*REQUEST A*
From the entries below, pull out every line that contains the string "comb", treating uppercase and lowercase as different.

*PAGE*
Last year in Anchorage’s Government Hill neighborhood, only 10 percent of 374 eligible homeowners took advantage of a pilot program where they could upgrade to bear-resistant trash cans for free, Alaska Dispatch News reported in November. Not surprisingly, the neighborhood has experienced nuisance incidents involving bears breaking into garbage bins to feast.

Here in Alaska’s capital city, where bears can easily wander down into town from the mountains in search of food, local garbage rules and practices are more strict.

In parks and on streets, public garbage cans have a special bear-proof locking mechanism that humans need to release before lifting the lid. That includes a trash bin across the street from the State Capitol, a place where you wouldn’t necessarily think as a vulnerable spot for a bear in search of food.

A bear-proof garbage can in a Juneau park. (Photo by Michael Grass / Route Fifty)

The City and Borough of Juneau has fairly specific rules when it comes to residential trash cans :

  • Garbage cans may be put out to the curb for collection no sooner than 4 a.m. on pickup day.

*TASK MATERIAL*
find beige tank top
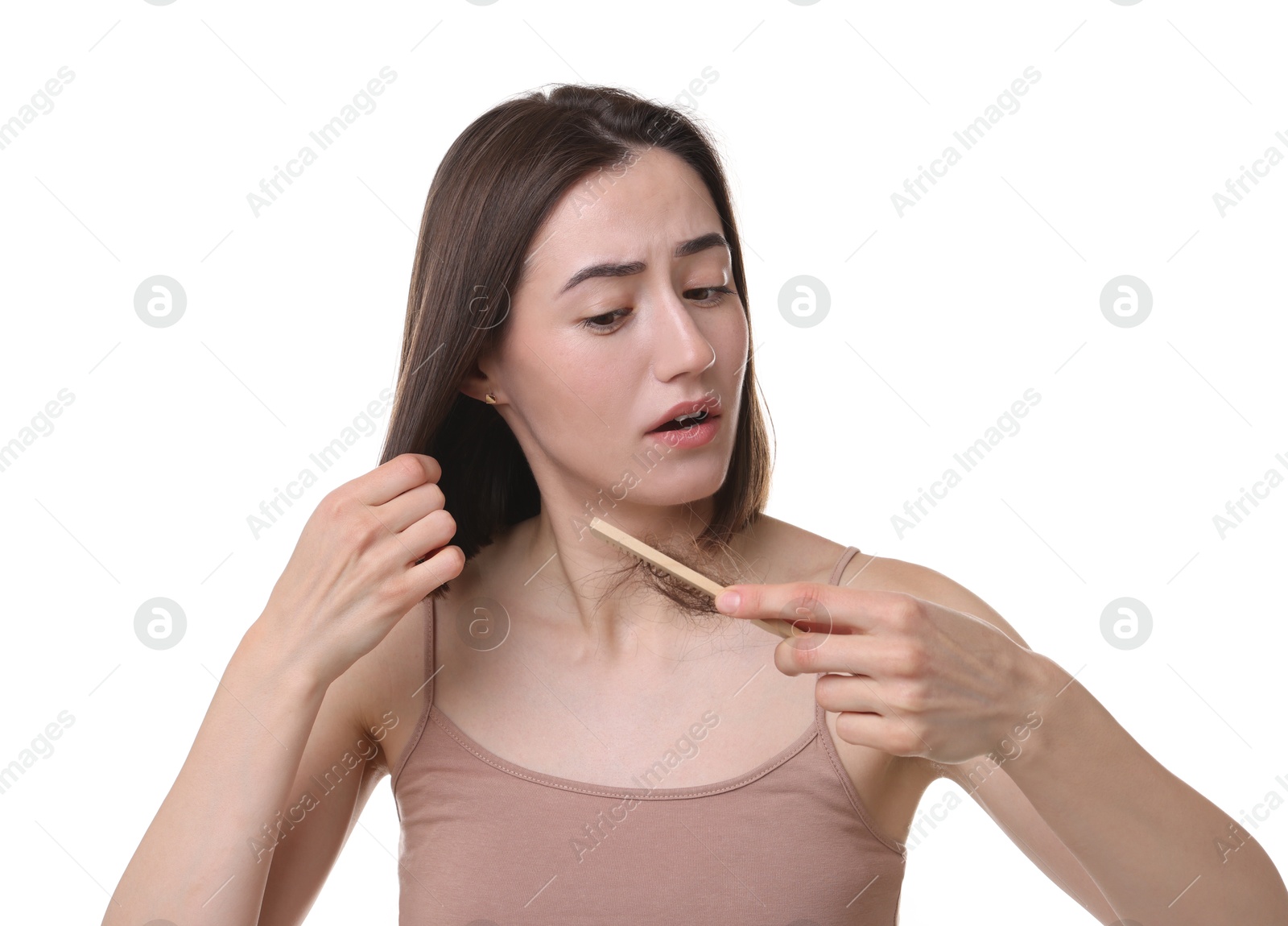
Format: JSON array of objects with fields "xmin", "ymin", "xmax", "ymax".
[{"xmin": 390, "ymin": 546, "xmax": 906, "ymax": 926}]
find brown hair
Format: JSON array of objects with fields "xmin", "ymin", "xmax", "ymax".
[{"xmin": 380, "ymin": 84, "xmax": 771, "ymax": 613}]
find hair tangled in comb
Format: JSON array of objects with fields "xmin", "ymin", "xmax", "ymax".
[{"xmin": 589, "ymin": 515, "xmax": 762, "ymax": 639}]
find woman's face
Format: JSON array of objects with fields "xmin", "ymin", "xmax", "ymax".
[{"xmin": 477, "ymin": 148, "xmax": 749, "ymax": 520}]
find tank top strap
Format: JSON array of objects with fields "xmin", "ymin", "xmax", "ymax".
[
  {"xmin": 389, "ymin": 597, "xmax": 438, "ymax": 789},
  {"xmin": 425, "ymin": 597, "xmax": 438, "ymax": 713},
  {"xmin": 827, "ymin": 546, "xmax": 859, "ymax": 585}
]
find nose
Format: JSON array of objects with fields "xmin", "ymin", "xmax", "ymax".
[{"xmin": 653, "ymin": 288, "xmax": 716, "ymax": 382}]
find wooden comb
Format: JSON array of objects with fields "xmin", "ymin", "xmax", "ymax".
[{"xmin": 590, "ymin": 518, "xmax": 795, "ymax": 639}]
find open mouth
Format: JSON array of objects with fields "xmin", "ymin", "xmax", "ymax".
[{"xmin": 653, "ymin": 408, "xmax": 710, "ymax": 434}]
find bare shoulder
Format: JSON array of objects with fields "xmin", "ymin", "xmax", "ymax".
[{"xmin": 837, "ymin": 554, "xmax": 1028, "ymax": 784}]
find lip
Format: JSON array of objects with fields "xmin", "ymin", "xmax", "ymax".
[{"xmin": 644, "ymin": 395, "xmax": 720, "ymax": 434}]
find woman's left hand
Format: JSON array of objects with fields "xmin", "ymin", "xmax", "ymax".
[{"xmin": 716, "ymin": 582, "xmax": 1054, "ymax": 763}]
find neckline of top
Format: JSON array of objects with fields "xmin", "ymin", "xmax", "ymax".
[{"xmin": 427, "ymin": 546, "xmax": 859, "ymax": 800}]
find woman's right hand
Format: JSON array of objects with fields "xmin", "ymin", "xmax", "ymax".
[{"xmin": 248, "ymin": 453, "xmax": 465, "ymax": 684}]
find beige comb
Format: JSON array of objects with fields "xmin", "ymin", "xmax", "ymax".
[{"xmin": 590, "ymin": 518, "xmax": 795, "ymax": 639}]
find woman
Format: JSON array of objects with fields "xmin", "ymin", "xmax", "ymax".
[{"xmin": 105, "ymin": 86, "xmax": 1288, "ymax": 924}]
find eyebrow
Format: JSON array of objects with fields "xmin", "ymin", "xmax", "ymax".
[{"xmin": 559, "ymin": 232, "xmax": 733, "ymax": 295}]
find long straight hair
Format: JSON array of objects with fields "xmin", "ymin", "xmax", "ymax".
[{"xmin": 380, "ymin": 84, "xmax": 771, "ymax": 613}]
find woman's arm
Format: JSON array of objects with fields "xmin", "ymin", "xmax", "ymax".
[
  {"xmin": 103, "ymin": 623, "xmax": 369, "ymax": 926},
  {"xmin": 881, "ymin": 560, "xmax": 1288, "ymax": 926}
]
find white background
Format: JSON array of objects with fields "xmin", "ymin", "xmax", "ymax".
[{"xmin": 0, "ymin": 0, "xmax": 1288, "ymax": 926}]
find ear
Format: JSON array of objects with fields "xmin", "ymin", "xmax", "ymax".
[{"xmin": 457, "ymin": 362, "xmax": 497, "ymax": 402}]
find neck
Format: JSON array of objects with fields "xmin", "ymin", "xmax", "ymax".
[{"xmin": 504, "ymin": 496, "xmax": 715, "ymax": 651}]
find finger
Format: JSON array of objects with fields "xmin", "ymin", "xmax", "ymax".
[
  {"xmin": 716, "ymin": 582, "xmax": 916, "ymax": 632},
  {"xmin": 390, "ymin": 507, "xmax": 456, "ymax": 565},
  {"xmin": 345, "ymin": 453, "xmax": 443, "ymax": 507},
  {"xmin": 374, "ymin": 482, "xmax": 444, "ymax": 533},
  {"xmin": 814, "ymin": 675, "xmax": 895, "ymax": 717},
  {"xmin": 407, "ymin": 546, "xmax": 465, "ymax": 600},
  {"xmin": 824, "ymin": 709, "xmax": 931, "ymax": 756},
  {"xmin": 774, "ymin": 634, "xmax": 899, "ymax": 677}
]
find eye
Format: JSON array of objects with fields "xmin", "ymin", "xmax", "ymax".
[
  {"xmin": 689, "ymin": 286, "xmax": 734, "ymax": 305},
  {"xmin": 581, "ymin": 309, "xmax": 630, "ymax": 331},
  {"xmin": 581, "ymin": 286, "xmax": 736, "ymax": 331}
]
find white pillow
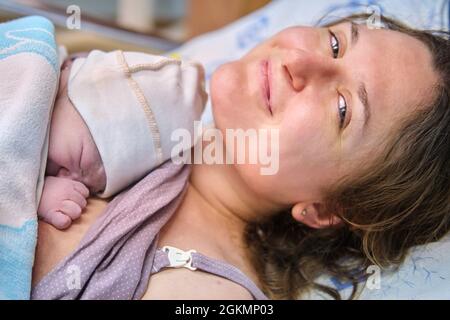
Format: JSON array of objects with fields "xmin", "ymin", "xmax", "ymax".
[
  {"xmin": 173, "ymin": 0, "xmax": 450, "ymax": 299},
  {"xmin": 172, "ymin": 0, "xmax": 450, "ymax": 122}
]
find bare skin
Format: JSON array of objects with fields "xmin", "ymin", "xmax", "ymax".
[{"xmin": 35, "ymin": 23, "xmax": 437, "ymax": 299}]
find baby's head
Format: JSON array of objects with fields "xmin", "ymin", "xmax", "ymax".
[
  {"xmin": 47, "ymin": 50, "xmax": 207, "ymax": 197},
  {"xmin": 46, "ymin": 60, "xmax": 106, "ymax": 194}
]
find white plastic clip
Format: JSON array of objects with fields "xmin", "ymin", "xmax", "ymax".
[{"xmin": 162, "ymin": 246, "xmax": 197, "ymax": 270}]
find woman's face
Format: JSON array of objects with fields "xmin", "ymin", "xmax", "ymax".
[{"xmin": 211, "ymin": 22, "xmax": 438, "ymax": 206}]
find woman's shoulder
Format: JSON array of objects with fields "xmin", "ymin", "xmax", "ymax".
[{"xmin": 142, "ymin": 268, "xmax": 253, "ymax": 300}]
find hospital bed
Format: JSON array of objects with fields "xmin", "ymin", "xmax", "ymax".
[{"xmin": 2, "ymin": 0, "xmax": 450, "ymax": 299}]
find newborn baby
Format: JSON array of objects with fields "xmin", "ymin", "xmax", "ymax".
[{"xmin": 38, "ymin": 50, "xmax": 207, "ymax": 229}]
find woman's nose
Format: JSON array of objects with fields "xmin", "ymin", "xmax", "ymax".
[{"xmin": 282, "ymin": 49, "xmax": 337, "ymax": 91}]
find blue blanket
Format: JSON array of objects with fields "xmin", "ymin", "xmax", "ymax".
[{"xmin": 0, "ymin": 17, "xmax": 59, "ymax": 299}]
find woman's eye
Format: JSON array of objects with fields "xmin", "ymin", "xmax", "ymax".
[
  {"xmin": 338, "ymin": 94, "xmax": 347, "ymax": 129},
  {"xmin": 330, "ymin": 31, "xmax": 340, "ymax": 59}
]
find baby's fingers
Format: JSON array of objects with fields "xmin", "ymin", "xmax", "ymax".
[
  {"xmin": 73, "ymin": 181, "xmax": 89, "ymax": 198},
  {"xmin": 61, "ymin": 200, "xmax": 82, "ymax": 220},
  {"xmin": 66, "ymin": 190, "xmax": 87, "ymax": 209},
  {"xmin": 40, "ymin": 211, "xmax": 72, "ymax": 230}
]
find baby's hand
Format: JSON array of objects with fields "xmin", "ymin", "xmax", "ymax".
[{"xmin": 38, "ymin": 176, "xmax": 89, "ymax": 229}]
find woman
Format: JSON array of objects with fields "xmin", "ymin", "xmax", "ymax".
[{"xmin": 34, "ymin": 17, "xmax": 450, "ymax": 299}]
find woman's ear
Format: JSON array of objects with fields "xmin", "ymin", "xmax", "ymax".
[{"xmin": 291, "ymin": 202, "xmax": 342, "ymax": 229}]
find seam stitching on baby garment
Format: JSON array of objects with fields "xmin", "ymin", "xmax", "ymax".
[
  {"xmin": 129, "ymin": 59, "xmax": 181, "ymax": 73},
  {"xmin": 116, "ymin": 50, "xmax": 163, "ymax": 165}
]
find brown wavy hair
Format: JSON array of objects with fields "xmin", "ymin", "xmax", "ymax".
[{"xmin": 245, "ymin": 15, "xmax": 450, "ymax": 299}]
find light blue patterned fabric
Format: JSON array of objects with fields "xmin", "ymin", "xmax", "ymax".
[
  {"xmin": 172, "ymin": 0, "xmax": 450, "ymax": 299},
  {"xmin": 0, "ymin": 17, "xmax": 59, "ymax": 299}
]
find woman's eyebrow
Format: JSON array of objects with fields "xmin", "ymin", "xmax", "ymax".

*REQUEST B*
Pick up the piece on bear-resistant garbage cans in Alaska where it stops and keep it going.

*EXPECTED OUTPUT A*
find hair tangled in comb
find wooden comb
find beige comb

*EXPECTED OUTPUT B*
  • Other than after 4 a.m. on pickup day, garbage must be kept in a bear resistant container or enclosure.
    • in a strong fully enclosed structure such as a garage
    • in another "bear resistant enclosure," defined as an enclosure that you can't get into unless you use hands or tools.  If it can be opened by stomping on it, kicking it, running into it with your body, or other similar action, it is not bear resistant.
  • Garbage cans must be fitted with lids so as to remain secure if cans are tipped over.
  • If your garbage has attracted bears and you fail to take steps to legally store your garbage, you could be cited for maintaining a bear attraction nuisance, a $50 fine for the first offense.

Larger garbage storage units, like Dumpsters have similar rules regarding “putrescible waste,” which includes food and nasty stuff like used diapers.

Last week, members of the City and Borough of Sitka’s local assembly passed an ordinance on first reading that would toughen garbage rules. The ordinance heads to a public hearing and second reading next week.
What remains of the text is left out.